• **EXCERPT TO READ**:
+-------+
There are so many neighbourhood-level drivers that impact our health that making sense of all the data can be difficult.  This tool helps us understand how the drivers and the data fit together and, importantly, what is most important to the health of our neighbourhoods. 

For the attention of: Regional and local-level urban planners. Health impact assessment practitioners.

The problem: The use of health impact assessments is rapidly growing and can benefit from the integration of a wide variety of available data sources; however, integration of several different sources of data can be a challenge.

There are so many factors that determine the health of neighbourhoods that:

  • putting them together to understand how they all interact can be challenging.
  • choosing which factor or factors to prioritize is often difficult.

What we did: Our work presents a method of integrating several different sources of health impact data to create a single score of potential health impacts of an area within a given community relative to other areas within that community.
+-------+
• **Raw records**:
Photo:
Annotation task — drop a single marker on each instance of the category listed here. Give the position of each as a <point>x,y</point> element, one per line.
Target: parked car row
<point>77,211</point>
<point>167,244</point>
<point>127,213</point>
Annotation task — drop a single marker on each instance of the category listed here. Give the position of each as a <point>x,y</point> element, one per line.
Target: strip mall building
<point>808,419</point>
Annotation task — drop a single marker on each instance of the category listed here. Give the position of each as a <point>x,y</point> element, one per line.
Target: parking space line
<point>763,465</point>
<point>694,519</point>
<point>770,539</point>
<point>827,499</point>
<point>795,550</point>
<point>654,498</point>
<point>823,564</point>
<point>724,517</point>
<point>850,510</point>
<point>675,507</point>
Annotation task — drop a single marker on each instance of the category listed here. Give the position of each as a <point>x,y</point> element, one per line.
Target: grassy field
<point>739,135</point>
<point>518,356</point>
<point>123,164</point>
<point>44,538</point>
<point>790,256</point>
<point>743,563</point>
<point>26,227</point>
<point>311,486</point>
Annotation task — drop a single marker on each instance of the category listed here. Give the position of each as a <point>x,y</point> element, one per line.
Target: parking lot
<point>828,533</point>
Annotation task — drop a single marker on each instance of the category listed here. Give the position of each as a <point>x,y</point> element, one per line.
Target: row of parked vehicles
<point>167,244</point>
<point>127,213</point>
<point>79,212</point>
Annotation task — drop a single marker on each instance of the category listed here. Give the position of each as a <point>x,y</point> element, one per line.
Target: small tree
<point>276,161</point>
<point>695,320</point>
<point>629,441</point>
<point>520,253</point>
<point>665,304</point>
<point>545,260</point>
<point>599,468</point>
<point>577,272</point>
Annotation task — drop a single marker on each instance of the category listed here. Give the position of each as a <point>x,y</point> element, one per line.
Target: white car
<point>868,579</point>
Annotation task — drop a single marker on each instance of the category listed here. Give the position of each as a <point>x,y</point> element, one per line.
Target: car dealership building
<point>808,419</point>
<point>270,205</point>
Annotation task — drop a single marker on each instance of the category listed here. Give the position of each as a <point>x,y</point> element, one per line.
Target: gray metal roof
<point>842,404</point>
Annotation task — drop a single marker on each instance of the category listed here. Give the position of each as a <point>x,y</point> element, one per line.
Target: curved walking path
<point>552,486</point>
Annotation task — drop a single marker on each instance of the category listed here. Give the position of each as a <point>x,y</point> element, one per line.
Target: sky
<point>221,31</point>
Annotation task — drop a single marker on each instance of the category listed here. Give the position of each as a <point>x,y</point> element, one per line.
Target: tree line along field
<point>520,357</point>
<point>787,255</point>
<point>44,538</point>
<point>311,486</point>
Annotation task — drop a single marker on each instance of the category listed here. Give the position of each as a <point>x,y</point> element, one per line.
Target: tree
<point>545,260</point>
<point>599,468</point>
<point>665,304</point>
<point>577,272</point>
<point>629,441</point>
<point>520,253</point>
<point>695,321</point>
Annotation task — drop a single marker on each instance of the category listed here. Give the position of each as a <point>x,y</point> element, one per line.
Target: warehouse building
+-------+
• **REQUEST 1**: For each statement about the passage on neighborhood health data, say yes or no and quote the words that decide it. (a) The passage is addressed to regional and local-level urban planners. (b) The use of health impact assessments is declining. (c) The method described produces a single score for an area relative to other areas in the same community.
• **REQUEST 2**: Return the part of the passage on neighborhood health data starting at "There are so many factors" and ending at "within that community.", copied word for word.
The rows placed after the passage on neighborhood health data were drawn from a separate source.

• **FULL SOLUTION 1**:
(a) Yes: "For the attention of: Regional and local-level urban planners."
(b) No: "The use of health impact assessments is rapidly growing"
(c) Yes: "to create a single score of potential health impacts of an area within a given community relative to other areas within that community"

• **FULL SOLUTION 2**:
There are so many factors that determine the health of neighbourhoods that:

  • putting them together to understand how they all interact can be challenging.
  • choosing which factor or factors to prioritize is often difficult.

What we did: Our work presents a method of integrating several different sources of health impact data to create a single score of potential health impacts of an area within a given community relative to other areas within that community.